### Raw data
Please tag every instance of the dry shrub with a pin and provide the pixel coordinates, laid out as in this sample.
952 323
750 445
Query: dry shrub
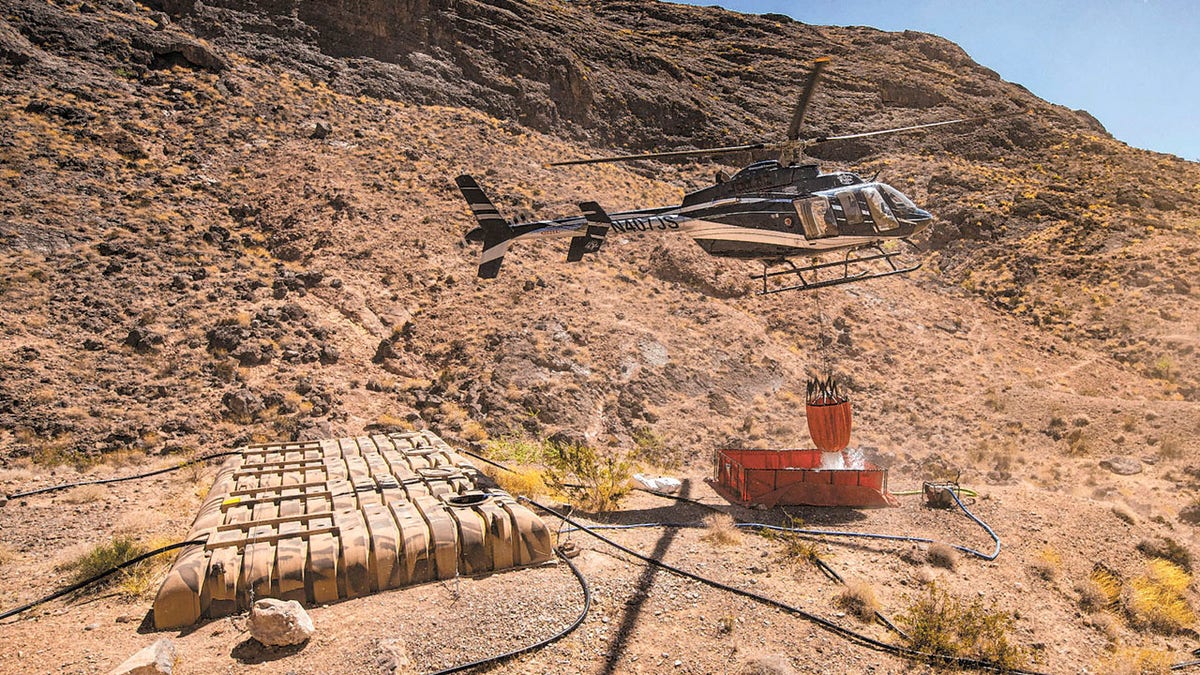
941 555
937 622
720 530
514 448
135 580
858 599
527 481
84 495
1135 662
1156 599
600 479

### Short task
Lay out every line of the records above as a numbered list, skipping blank lines. Leave the pictures out of your answer.

### Expected answer
1. Please tag every instance of the dry shrub with a pin and provide the pixel coordinates, laid out as in this sample.
2. 952 323
3. 750 445
4. Query: dry shrub
5. 941 555
6. 937 622
7. 720 530
8. 514 448
9. 135 580
10. 858 599
11. 527 481
12. 84 495
13. 1135 662
14. 1156 599
15. 600 479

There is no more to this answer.